▶ Data lines:

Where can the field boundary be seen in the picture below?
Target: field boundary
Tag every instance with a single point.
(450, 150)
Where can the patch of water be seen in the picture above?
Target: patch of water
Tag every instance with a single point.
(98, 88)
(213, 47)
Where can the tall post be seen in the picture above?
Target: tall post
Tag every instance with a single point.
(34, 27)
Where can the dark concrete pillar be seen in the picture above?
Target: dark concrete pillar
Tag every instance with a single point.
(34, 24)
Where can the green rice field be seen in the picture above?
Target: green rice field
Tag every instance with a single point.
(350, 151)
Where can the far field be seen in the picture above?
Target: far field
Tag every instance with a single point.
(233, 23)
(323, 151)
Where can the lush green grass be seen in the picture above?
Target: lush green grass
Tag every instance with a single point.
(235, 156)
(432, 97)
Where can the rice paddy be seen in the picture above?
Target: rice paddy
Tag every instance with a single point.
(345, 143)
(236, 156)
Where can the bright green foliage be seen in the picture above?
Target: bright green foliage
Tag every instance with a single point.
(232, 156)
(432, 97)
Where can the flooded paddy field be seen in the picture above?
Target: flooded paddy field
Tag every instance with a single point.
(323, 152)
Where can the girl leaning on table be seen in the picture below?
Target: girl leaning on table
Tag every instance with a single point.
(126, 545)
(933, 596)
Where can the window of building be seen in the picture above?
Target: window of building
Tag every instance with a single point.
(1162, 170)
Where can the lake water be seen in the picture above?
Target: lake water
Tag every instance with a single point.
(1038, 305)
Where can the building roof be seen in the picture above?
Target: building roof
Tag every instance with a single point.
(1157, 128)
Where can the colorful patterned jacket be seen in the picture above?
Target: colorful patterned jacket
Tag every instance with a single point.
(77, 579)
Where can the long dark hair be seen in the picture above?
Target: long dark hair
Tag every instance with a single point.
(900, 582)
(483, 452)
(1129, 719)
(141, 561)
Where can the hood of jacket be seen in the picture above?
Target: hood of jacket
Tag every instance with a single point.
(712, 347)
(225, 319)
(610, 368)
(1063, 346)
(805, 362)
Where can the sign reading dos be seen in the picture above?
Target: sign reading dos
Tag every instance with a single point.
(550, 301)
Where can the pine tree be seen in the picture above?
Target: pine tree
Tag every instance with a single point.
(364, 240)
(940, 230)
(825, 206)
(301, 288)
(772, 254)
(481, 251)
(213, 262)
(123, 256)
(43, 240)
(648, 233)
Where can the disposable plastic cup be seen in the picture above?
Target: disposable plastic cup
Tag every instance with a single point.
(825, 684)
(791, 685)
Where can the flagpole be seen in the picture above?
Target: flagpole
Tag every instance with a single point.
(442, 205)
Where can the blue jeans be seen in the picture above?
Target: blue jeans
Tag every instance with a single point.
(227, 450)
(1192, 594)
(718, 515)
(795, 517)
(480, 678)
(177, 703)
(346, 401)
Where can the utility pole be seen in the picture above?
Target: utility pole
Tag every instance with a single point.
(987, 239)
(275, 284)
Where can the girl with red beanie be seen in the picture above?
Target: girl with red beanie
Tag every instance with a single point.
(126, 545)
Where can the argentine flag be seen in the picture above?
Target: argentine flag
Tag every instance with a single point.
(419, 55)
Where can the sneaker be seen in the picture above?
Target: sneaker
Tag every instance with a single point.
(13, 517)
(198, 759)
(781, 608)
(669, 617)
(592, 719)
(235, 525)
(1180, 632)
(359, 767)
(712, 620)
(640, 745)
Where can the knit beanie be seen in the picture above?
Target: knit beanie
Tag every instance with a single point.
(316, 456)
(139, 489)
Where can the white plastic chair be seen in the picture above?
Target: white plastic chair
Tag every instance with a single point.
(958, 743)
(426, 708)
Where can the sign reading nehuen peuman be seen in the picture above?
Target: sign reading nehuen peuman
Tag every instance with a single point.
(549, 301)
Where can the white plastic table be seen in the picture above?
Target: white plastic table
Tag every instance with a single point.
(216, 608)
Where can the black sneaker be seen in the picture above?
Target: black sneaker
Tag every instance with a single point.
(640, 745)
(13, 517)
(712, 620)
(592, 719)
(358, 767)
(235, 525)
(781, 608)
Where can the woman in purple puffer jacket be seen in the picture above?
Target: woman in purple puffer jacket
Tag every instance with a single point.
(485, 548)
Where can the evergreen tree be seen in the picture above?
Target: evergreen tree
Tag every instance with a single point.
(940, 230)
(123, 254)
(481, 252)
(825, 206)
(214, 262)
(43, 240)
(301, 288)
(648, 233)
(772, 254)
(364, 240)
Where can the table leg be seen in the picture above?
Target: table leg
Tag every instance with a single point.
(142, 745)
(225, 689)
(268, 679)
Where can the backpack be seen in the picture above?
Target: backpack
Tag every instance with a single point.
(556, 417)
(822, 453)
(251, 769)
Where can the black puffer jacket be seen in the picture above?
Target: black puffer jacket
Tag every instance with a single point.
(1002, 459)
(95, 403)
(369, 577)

▶ Aim of the exercise:
From the records above, please extract every line and repeat it exactly.

▶ Final result:
Where can the field boundary be seen in the picture below?
Target: field boundary
Tag every instance with a single point.
(450, 150)
Where can the patch of water be seen in the picture above?
Target: patch of water
Tag every instance with a single point.
(98, 88)
(213, 47)
Where can the tall post be seen in the picture above?
Target: tall post
Tag every instance with a single point.
(34, 27)
Where can the dark concrete pillar be seen in the picture above?
Target: dark concrete pillar
Tag every instance with a single point.
(34, 24)
Where can the green rice field be seen in the picture above?
Target: green rice field
Tag every instance with a single point.
(350, 151)
Where can the far field be seen in the picture above?
Target: far field
Tag every instance with a single point.
(233, 23)
(323, 151)
Where can the lush green grass be seen in the picture above?
Target: lush green grass
Tag every instance with a single point.
(235, 156)
(432, 97)
Where can the rice paddy be seen in the picture above?
Target: rice paddy
Tag every instance with a single point.
(345, 143)
(236, 156)
Where can the bright green foliage be seen in the picture above?
Target: bright green foliage
Tag every instance with a single point.
(232, 156)
(432, 97)
Where can the flooded paddy field be seen in the picture above?
Target: flooded paddy field
Tag every instance with a single point.
(323, 152)
Where can the girl leaning on table be seen in the picture below?
Target: girl leaning on table
Tag every instance with a single point.
(126, 545)
(933, 596)
Where can the window of building be seen in the picture above?
Target: window of building
Tag every instance with a single point.
(1162, 170)
Where can the lake water be seen in the picture above?
Target: lake water
Tag every instance with a single point.
(1038, 305)
Where can the building roof be seen in the picture above?
Target: building roof
Tag every instance with a single point.
(1157, 128)
Where can the colorful patterned jacket be seen in the picture above?
Target: colorful patterned jacket
Tag every instance with a single point.
(77, 579)
Where can the long dark hair be seen in the picture above?
Target: long dark hair
Tag every instance with a single point.
(900, 582)
(483, 452)
(1129, 719)
(141, 561)
Where can the hood of jacket be seen in the picture above?
Target: hood of jacket
Tag every instance with a single point.
(712, 347)
(225, 319)
(610, 368)
(1063, 346)
(805, 362)
Where can the sign reading dos be seen in the picture above?
Target: sign reading dos
Tag every instance with a single point.
(550, 301)
Where can the pine tree be seen in the picture above?
Target: pine tree
Tag every instance with a single point.
(364, 240)
(940, 230)
(825, 206)
(301, 288)
(772, 254)
(481, 251)
(213, 262)
(123, 256)
(43, 240)
(648, 233)
Where can the disposable plastic cup be seen in the picture above?
Target: disposable plastic cup
Tag every instance with a single point.
(825, 684)
(791, 685)
Where can the flagpole be seen in the picture above?
Target: flagpole
Tag every instance with a single point.
(442, 205)
Where can the blue jeans be seen in the picture above?
Target: blue jeans
Tag every instance with a single point.
(227, 450)
(1192, 594)
(718, 515)
(795, 517)
(480, 678)
(177, 703)
(346, 401)
Where can the utility pole be seen in the picture above?
Target: utility pole
Tag every instance with a single point.
(987, 239)
(275, 284)
Where can the girl with red beanie be seen in the picture above?
Target: girl with red beanie
Tag every instance with a single point.
(126, 545)
Where can the argentine flag be seen in the picture above?
Target: argentine flag
Tag every instance with a single point.
(419, 55)
Where can the sneaker be seen in the picture above?
Target: sneaker
Tag every instance with a single point.
(13, 517)
(198, 759)
(781, 608)
(669, 617)
(592, 719)
(235, 525)
(1180, 632)
(359, 767)
(712, 620)
(640, 745)
Where can the knit beanie be seen in the picture above?
Target: knit beanie
Tag every instance with a single point.
(316, 456)
(139, 489)
Where can the white plastic chair be seen in the picture above?
Target: white plastic chair
Tag every instance with a single point.
(958, 743)
(426, 708)
Where can the sign reading nehuen peuman be seen in the picture above?
Target: sign reading nehuen peuman
Tag every instance with a single point.
(549, 301)
Where can the white plastic table be seen in the picture above?
Target: white plastic table
Tag every instance with a single point.
(216, 608)
Where can the black sneaker be seen in the picture above?
Target: black sneaker
Tag every instance with a single point.
(640, 745)
(13, 517)
(712, 620)
(592, 719)
(358, 767)
(235, 525)
(781, 608)
Where can the woman in purple puffer jacket be seen in the picture above?
Target: woman in purple puffer jacket
Tag every instance with a single point.
(485, 548)
Where can the evergreen tree be seen in the picture above?
Target: evergreen tree
Tag every instance with a single point.
(940, 230)
(123, 254)
(481, 252)
(825, 206)
(214, 262)
(43, 240)
(301, 288)
(648, 233)
(772, 254)
(364, 240)
Where can the table leg be seen in the picture above?
Target: table leg
Tag every instance with a single point.
(142, 745)
(225, 689)
(268, 679)
Where can the backpack be seen in the picture above?
Target: backpack
Tag every instance with a single point.
(556, 417)
(822, 453)
(251, 769)
Where can the black puffer jacket be seen in the picture above?
Target: black puffer jacket
Tag every instance with a single point.
(1002, 459)
(95, 403)
(369, 577)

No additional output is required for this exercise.